CHALLENGE A: In the passage on sacrificial offerings, what does Israelite thought hold to be contained in the blood?

PASSAGE SHOWN:
However, in Psalm 50:12-14, God says, "Were I hungry, I would not tell you, for Mine is the world and all it holds. Do I eat the flesh of bulls, or drink the blood of he-goats? Sacrifice a thank offering to God, and pay your vows to the Most High." In Jewish tradition, sacrifices were not food for God. God does not eat flesh or drink blood, and even if God did hunger for anything at all, it is arrogant for humans to presume the power to slake it. In I Chronicles 29:14?15, we read, "For all is from You, and it is Your gift that we have given to You. For we are sojourners with You, mere transients. . . ." Even that which human beings give is taken from God's world in order to give, the same way a child borrows money from his or her mother to buy her a present. It is not the gift that God demands, for everything is God's, but rather it is the honor humans give through loving obedience.
"It is a burnt offering to the Eternal . . ." (Exodus 29:18). The burning of the sacrifice was wholly unique to Israelite culture. There was no idol in the sanctuary to which to offer a meal. It was taken out of man's world and irrevocably offered into God's world. Through the act of burning offerings, the Israelite conception of God moved away from corporeality and toward a sophisticated sense of a multidimensional universe being with less tangible realities. The act of burning transferred the offering to the realm of the ethereal, transitioning the God-concept from concrete to abstract.
Along with the uniqueness of the burnt offering was the Israelite preoccupation with the blood offering. In our Torah portion, it is written, "Take its blood and dash it against all sides of the altar" (Exodus 29:16) and "Take some of the blood that is on the altar . . . and sprinkle upon Aaron and his vestments . . ." (Exodus 29:21). In Leviticus 17:11-14, we read, "The life of the flesh is in the blood, and I have assigned it to you for making expiation for your lives upon the altar; it is the blood, as life, that effects expiation."
The very life-principle, according to Israelite thought, is contained in the blood. It is the very elixir of being. Therefore, it is considered repulsive to eat it and of the highest crime to shed it. It is the miraculous ingredient that enables life to open its eyes and interact with the world, and so it is given special attention in the sacrificial system. It is dashed on the altar, rubbed on the sides, speckled on the curtains, sprinkled on the priests. It is the essence of the sacrifices. The God of Life is not honored with the death of an animal, but rather, with the offering up of its life-principle. In prayer, we offer up our awe-filled appreciation for the miraculous gift of life, for the secret of life that courses through us in our blood. I believe all that dashing, rubbing, speckling, and sprinkling, though gruesome to think about, was actually an attempt to break open the blood and release the life-principle. Just as we rub a sprig of mint to release a fragrance, so too the ancient Israelites rubbed and dashed the blood, to express their desire to reconnect that life-principle with its eternal source.

CHALLENGE B: Output every one of the records below, unchanged and in full.

RECORDS FOR THE TASK:
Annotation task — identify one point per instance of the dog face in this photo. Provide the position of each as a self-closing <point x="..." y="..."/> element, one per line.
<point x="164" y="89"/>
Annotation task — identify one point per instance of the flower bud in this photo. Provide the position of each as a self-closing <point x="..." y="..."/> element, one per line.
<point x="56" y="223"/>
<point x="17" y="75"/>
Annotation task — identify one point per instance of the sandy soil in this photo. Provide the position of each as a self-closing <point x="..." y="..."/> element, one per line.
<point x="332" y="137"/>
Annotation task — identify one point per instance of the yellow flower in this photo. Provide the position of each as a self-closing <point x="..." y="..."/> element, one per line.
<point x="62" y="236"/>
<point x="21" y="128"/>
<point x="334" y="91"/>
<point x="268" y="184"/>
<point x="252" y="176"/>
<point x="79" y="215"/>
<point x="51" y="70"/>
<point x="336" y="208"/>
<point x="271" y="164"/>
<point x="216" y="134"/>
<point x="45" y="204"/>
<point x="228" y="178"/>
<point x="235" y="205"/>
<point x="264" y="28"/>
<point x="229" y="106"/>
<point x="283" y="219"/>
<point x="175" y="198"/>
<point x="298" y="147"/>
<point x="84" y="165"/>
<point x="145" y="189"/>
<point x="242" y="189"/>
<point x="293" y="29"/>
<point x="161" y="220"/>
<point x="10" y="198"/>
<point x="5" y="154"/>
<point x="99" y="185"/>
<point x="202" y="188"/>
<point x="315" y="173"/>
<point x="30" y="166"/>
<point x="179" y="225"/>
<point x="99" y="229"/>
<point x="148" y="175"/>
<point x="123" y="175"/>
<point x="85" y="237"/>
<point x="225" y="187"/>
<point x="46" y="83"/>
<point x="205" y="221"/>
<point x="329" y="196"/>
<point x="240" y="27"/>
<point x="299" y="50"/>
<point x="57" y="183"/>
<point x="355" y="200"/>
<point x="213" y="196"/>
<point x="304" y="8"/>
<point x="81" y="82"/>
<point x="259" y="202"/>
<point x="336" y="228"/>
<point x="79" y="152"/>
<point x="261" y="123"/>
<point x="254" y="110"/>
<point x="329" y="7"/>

EXERCISE RESPONSE A: The very life-principle.

EXERCISE RESPONSE B:
Annotation task — identify one point per instance of the dog face in this photo. Provide the position of each as a self-closing <point x="..." y="..."/> element, one per line.
<point x="164" y="89"/>
Annotation task — identify one point per instance of the flower bud in this photo. Provide the position of each as a self-closing <point x="..." y="..."/> element, one per line.
<point x="56" y="223"/>
<point x="17" y="75"/>
Annotation task — identify one point per instance of the sandy soil in this photo. Provide the position of each as a self-closing <point x="..." y="..."/> element, one per line.
<point x="332" y="137"/>
Annotation task — identify one point per instance of the yellow flower in this photo. Provide the position of each as a self-closing <point x="..." y="..."/> element, one per line.
<point x="62" y="236"/>
<point x="21" y="128"/>
<point x="334" y="91"/>
<point x="268" y="184"/>
<point x="252" y="176"/>
<point x="79" y="215"/>
<point x="51" y="70"/>
<point x="336" y="208"/>
<point x="271" y="164"/>
<point x="216" y="134"/>
<point x="45" y="204"/>
<point x="228" y="178"/>
<point x="235" y="205"/>
<point x="264" y="28"/>
<point x="229" y="106"/>
<point x="283" y="219"/>
<point x="175" y="198"/>
<point x="298" y="147"/>
<point x="84" y="165"/>
<point x="145" y="189"/>
<point x="242" y="189"/>
<point x="293" y="29"/>
<point x="161" y="220"/>
<point x="10" y="198"/>
<point x="5" y="154"/>
<point x="99" y="185"/>
<point x="202" y="188"/>
<point x="315" y="173"/>
<point x="30" y="166"/>
<point x="179" y="225"/>
<point x="99" y="229"/>
<point x="148" y="175"/>
<point x="123" y="175"/>
<point x="85" y="237"/>
<point x="225" y="187"/>
<point x="46" y="83"/>
<point x="205" y="221"/>
<point x="329" y="196"/>
<point x="240" y="27"/>
<point x="299" y="50"/>
<point x="57" y="183"/>
<point x="355" y="200"/>
<point x="213" y="196"/>
<point x="304" y="8"/>
<point x="81" y="82"/>
<point x="259" y="202"/>
<point x="336" y="228"/>
<point x="79" y="152"/>
<point x="261" y="123"/>
<point x="254" y="110"/>
<point x="329" y="7"/>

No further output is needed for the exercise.